● EXERCISE OBJECTIVE:
List each loss that the passage on the 1675 war says angered some Pokanokets under Metacom.

● DOCUMENT PASSAGE:
However, it was never that kind of straightforward, dualist, binary conflict. Many of the coastal natives did not take sides, and some formed allegiances with the English, which made it all the more confusing. More recently, two years ago, our when the Garrison was put on the National Register of Historic Places, our Historic Commission researched and re-wrote the information:
In 1675, angered by the loss of land, liberty, and lives, some Pokanokets under Metacom (aka King Philip) and their allies, entered into war with the English. In late June, the Dartmouth colonists were threatened and a small group of local settlers took refuge in the Russell’s house, fearing an attack that never materialized. 1
It was at that spot later that summer where representatives from Plymouth and the Wampanoag negotiated a peace treaty. The native people agreed, but then the Plymouth leadership betrayed them, and took them back to Plymouth and sold them into slavery, sending them to Bermuda, the West Indies, and other places. The Dartmouth residents who had lived in peace among the natives for a number of years were not happy. The Wampanoag People of the First Light had been here for 15,000 years, shattered in less than a hundred. It all happened way before our time, but very directly created the communities in which we now live.

● DATASET EXTRACT:
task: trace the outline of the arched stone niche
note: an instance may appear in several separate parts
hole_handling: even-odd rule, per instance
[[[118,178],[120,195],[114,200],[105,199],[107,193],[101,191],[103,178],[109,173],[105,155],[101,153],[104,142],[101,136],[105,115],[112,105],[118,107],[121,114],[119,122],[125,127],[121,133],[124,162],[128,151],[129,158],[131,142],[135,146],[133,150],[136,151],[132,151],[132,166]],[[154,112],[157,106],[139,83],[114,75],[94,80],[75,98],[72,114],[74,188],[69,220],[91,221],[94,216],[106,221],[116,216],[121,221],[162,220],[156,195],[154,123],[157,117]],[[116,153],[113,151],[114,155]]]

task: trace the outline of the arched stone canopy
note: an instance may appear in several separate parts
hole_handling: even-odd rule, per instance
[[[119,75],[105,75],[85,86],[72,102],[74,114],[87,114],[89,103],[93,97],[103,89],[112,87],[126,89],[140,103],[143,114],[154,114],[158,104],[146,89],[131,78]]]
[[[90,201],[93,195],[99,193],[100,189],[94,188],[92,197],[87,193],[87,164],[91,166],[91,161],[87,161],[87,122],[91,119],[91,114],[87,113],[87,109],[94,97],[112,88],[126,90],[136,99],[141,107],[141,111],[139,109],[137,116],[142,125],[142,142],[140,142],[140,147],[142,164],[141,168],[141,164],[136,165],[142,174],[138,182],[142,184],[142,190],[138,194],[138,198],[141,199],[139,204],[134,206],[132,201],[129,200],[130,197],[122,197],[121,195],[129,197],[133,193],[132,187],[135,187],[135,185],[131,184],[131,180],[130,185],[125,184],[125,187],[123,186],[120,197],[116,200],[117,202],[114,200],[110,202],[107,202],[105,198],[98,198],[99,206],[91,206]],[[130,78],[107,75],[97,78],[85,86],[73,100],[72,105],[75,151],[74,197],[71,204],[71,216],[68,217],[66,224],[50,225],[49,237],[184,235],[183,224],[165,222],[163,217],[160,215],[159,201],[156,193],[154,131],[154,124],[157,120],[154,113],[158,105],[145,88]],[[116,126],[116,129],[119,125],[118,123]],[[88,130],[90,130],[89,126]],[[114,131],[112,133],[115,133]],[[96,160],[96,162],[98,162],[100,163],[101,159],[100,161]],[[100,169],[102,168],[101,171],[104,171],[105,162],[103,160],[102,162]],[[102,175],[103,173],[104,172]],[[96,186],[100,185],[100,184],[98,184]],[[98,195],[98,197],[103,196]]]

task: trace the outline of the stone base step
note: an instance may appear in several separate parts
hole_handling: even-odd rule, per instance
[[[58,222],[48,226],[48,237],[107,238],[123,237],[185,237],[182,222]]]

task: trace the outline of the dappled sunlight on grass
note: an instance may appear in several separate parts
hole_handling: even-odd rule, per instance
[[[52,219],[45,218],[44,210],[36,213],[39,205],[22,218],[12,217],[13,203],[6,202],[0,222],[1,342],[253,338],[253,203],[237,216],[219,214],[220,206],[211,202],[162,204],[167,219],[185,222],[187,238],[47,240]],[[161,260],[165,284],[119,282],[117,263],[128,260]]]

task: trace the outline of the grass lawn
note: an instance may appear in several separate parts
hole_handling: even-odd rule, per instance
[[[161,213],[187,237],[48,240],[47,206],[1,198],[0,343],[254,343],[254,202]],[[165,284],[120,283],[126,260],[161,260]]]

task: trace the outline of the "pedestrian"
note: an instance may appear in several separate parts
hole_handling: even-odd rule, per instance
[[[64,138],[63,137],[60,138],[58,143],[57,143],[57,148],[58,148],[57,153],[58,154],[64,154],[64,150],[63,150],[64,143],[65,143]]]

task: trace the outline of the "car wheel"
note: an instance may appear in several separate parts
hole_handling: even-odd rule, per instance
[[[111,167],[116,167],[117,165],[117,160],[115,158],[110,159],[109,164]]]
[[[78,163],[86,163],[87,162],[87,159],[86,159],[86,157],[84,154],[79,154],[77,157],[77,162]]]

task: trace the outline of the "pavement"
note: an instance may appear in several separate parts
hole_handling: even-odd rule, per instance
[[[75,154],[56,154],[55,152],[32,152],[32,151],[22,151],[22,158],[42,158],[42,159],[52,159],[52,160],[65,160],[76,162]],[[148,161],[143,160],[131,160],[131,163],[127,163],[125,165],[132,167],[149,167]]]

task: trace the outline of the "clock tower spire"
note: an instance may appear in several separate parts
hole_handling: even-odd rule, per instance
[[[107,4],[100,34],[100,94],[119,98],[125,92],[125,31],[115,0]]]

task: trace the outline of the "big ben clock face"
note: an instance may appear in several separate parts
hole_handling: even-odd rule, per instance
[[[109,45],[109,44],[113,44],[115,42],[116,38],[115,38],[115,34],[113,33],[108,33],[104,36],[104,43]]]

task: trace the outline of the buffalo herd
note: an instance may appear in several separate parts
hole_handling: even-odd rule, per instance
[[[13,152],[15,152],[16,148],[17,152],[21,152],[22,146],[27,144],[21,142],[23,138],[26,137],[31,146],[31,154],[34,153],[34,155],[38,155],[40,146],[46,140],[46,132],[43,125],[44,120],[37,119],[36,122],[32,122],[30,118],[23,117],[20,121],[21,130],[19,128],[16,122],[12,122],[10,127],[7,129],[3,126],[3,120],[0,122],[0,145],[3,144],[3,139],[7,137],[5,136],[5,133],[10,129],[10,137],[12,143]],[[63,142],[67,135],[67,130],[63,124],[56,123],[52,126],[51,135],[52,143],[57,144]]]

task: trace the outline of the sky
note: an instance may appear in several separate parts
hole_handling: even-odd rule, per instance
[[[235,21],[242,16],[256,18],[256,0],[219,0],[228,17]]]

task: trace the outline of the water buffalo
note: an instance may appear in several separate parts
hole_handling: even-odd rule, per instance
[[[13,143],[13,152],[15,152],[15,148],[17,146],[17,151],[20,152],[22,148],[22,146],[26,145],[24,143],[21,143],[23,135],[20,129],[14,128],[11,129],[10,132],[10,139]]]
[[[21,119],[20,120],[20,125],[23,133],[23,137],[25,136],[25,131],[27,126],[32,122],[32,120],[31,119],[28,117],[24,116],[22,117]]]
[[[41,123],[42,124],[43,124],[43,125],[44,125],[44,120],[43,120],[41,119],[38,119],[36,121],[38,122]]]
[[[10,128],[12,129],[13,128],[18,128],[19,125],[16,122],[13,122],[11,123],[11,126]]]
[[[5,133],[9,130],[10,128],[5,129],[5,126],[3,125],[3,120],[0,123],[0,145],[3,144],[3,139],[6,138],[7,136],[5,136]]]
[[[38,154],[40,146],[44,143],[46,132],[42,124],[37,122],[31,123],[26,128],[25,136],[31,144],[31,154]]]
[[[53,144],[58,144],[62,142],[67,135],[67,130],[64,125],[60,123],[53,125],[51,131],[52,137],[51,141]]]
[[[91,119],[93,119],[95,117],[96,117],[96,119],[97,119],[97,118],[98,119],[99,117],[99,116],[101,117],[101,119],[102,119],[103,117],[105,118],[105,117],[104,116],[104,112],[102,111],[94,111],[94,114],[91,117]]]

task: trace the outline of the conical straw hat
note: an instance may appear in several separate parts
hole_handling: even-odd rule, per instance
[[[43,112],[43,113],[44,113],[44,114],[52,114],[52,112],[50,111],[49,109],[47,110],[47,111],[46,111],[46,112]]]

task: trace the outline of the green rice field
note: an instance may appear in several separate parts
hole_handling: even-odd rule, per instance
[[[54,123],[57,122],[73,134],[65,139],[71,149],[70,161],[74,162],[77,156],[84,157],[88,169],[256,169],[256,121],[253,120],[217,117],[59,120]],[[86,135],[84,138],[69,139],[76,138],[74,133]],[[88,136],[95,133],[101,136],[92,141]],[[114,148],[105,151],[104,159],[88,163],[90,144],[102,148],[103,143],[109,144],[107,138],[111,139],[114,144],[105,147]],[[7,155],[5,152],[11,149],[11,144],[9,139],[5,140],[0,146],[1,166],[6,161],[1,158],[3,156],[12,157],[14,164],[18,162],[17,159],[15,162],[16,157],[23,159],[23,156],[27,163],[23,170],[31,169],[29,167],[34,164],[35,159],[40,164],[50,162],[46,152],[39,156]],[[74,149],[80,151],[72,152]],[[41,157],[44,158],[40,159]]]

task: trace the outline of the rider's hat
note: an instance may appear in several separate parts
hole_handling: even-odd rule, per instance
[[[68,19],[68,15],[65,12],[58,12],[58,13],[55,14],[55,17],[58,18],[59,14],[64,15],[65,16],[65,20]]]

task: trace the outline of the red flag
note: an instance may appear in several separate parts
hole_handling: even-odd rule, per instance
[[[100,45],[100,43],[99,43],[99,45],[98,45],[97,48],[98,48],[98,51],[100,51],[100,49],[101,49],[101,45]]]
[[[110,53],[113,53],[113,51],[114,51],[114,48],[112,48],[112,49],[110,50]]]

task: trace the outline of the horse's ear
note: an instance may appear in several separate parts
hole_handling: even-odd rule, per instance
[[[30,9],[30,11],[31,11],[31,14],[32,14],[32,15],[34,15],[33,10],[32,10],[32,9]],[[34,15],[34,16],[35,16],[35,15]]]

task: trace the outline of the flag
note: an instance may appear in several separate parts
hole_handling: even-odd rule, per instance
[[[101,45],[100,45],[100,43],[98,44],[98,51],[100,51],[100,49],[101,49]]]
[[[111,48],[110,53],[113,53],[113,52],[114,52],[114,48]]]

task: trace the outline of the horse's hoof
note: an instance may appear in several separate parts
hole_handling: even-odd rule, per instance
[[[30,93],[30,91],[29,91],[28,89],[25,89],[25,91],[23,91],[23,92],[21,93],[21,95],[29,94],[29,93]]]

● THE REPLY:
- Land
- Liberty
- Lives